La notizia di un’elevata incidenza di malattie respiratorie, tra le quali molte polmoniti, tra i bambini cinesi, per alcuni esperti è stata una sorta di preoccupante déjà vu, amplificato dalle immagini dei Pronto Soccorso pieni di piccoli pazienti e dei loro genitori che stanno facendo il giro del web. Era cominciata così anche nel 2019, con focolai di polmoniti, e quasi nessuno, inizialmente, aveva capito ciò che stava accadendo. Per questo, memori della sottovalutazione tanto delle autorità cinesi (che nel loro caso sfociava nell’omertà), quanto dell’Organizzazione Mondiale della Sanità (OMS), che aveva fatto ritardare di almeno un mese l’allarme sul Covid, favorendo la diffusione della pandemia, in molti, tra i virologi e gli epidemiologi di diversi Paesi, hanno chiesto più informazioni e chiarimenti. Ciò che vogliono evitare è, appunto, che si riproponga una situazione come quella, che facilmente potrebbe sfuggire di mano, e dare vita a una nuova pandemia.

Istruzioni dell'esercizio:
Nel testo sulle malattie respiratorie tra i bambini cinesi, di quanto tempo l'OMS aveva fatto ritardare l'allarme sul Covid?

Record forniti:
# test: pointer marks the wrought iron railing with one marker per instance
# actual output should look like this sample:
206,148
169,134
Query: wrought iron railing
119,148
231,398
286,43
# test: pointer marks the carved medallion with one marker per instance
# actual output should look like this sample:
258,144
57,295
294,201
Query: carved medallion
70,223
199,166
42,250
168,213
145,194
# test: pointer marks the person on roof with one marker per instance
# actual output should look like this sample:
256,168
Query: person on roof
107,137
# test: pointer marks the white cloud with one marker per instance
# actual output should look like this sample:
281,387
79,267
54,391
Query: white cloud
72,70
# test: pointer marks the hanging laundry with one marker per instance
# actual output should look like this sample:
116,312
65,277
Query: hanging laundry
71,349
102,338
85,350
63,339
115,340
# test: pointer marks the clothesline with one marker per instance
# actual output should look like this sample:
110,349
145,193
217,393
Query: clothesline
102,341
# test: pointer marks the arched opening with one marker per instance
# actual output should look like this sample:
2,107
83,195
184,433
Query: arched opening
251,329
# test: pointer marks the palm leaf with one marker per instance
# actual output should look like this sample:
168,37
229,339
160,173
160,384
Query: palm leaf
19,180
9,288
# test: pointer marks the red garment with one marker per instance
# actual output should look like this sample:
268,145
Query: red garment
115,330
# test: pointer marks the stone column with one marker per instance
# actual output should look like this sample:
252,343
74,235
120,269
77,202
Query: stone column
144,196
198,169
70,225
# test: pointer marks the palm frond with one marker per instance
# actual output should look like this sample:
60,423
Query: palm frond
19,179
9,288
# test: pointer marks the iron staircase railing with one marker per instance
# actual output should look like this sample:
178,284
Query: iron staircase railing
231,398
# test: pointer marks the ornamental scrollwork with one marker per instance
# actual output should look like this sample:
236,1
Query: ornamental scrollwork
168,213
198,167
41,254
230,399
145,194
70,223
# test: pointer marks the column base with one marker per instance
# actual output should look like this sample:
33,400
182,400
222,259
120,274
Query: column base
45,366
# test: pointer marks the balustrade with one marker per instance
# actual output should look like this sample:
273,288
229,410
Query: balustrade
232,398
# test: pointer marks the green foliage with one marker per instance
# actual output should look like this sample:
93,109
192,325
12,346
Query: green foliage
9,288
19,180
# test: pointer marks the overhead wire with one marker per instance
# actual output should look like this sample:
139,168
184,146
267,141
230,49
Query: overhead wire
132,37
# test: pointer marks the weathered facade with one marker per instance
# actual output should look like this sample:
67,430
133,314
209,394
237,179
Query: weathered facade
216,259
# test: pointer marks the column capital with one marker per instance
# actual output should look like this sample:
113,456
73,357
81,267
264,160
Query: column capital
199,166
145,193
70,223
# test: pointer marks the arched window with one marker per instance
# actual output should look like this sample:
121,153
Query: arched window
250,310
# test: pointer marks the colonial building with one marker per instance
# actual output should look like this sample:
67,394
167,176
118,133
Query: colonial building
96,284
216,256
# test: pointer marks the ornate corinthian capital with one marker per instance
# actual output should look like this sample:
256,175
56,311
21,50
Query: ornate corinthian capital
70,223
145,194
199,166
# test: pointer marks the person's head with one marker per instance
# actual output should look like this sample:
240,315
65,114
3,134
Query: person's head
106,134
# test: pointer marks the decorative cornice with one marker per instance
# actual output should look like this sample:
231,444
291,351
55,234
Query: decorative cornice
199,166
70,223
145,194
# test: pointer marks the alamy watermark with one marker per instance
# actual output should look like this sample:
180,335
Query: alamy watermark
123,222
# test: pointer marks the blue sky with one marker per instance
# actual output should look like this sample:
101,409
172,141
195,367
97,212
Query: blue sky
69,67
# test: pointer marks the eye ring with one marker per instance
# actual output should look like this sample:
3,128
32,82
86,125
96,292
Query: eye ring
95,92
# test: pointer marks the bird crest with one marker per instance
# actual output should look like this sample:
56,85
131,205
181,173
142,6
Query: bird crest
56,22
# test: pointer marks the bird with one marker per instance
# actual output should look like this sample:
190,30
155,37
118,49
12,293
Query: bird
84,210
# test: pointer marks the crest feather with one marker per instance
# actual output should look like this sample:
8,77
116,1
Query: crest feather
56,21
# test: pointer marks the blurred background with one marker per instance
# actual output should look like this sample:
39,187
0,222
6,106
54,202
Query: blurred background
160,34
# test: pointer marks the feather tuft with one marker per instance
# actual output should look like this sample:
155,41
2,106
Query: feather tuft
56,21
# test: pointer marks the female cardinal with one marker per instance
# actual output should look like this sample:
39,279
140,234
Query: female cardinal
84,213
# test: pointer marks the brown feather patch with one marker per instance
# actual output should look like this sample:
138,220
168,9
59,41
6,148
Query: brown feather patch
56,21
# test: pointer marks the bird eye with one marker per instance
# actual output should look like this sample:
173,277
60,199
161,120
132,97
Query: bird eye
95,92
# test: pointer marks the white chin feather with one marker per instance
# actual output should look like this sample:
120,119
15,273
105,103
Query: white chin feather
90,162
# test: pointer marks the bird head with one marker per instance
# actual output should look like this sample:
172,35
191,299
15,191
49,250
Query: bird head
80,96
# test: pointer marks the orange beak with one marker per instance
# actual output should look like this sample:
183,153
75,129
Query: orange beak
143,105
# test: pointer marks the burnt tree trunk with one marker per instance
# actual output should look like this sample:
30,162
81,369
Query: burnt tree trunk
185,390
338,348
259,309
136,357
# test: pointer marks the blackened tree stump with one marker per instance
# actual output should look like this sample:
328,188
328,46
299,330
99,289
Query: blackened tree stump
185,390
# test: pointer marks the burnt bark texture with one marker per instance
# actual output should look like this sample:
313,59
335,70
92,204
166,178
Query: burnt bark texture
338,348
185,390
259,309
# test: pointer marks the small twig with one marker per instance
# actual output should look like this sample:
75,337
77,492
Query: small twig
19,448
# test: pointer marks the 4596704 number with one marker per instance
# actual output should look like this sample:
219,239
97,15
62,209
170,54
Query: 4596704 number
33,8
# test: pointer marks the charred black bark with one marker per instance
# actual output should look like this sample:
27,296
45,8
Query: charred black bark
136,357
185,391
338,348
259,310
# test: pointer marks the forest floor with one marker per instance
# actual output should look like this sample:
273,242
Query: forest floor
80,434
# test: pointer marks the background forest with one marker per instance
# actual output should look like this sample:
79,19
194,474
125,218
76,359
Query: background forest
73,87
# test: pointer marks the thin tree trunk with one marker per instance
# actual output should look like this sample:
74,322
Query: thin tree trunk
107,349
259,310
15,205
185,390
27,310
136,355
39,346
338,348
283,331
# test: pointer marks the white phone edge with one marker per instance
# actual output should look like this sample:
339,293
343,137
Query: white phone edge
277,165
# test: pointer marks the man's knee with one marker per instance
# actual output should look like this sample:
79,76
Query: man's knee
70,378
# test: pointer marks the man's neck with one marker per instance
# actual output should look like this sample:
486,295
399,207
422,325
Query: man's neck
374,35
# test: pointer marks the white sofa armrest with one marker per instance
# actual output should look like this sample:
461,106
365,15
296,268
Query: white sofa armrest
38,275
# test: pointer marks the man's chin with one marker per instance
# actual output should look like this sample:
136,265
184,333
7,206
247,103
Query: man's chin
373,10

Risultato qui sotto:
Di almeno un mese.